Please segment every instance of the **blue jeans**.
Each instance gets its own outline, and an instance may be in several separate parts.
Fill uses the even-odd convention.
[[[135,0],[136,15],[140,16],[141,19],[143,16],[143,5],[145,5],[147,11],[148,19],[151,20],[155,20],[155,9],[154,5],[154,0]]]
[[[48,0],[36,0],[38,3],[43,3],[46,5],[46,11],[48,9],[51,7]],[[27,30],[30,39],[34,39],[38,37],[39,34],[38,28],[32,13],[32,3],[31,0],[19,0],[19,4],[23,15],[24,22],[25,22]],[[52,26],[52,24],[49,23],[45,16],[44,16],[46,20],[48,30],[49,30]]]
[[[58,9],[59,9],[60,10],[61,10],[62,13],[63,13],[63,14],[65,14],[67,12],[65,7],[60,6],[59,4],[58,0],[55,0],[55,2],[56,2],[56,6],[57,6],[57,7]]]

▬▬▬▬▬▬

Please copy all of the data above line for line, changing nothing.

Please segment every instance of the **blue jeans**.
Each instance gets its own outline, and an instance may be in several separate parts.
Fill uses the even-odd convention.
[[[135,0],[136,15],[140,16],[141,19],[143,16],[143,5],[145,5],[147,11],[148,19],[151,20],[155,20],[155,9],[154,5],[154,0]]]
[[[48,0],[36,0],[38,3],[43,3],[46,5],[46,11],[48,9],[51,7]],[[27,30],[30,39],[34,39],[38,37],[39,34],[38,28],[32,13],[32,3],[31,0],[19,0],[19,4],[23,15],[24,22],[25,22]],[[52,26],[52,24],[49,23],[45,16],[44,16],[46,20],[48,30],[49,30]]]
[[[58,9],[59,9],[60,10],[61,10],[62,13],[63,13],[63,14],[65,14],[67,12],[65,7],[60,6],[59,4],[58,0],[55,0],[55,2],[56,2],[56,6],[57,6],[57,7]]]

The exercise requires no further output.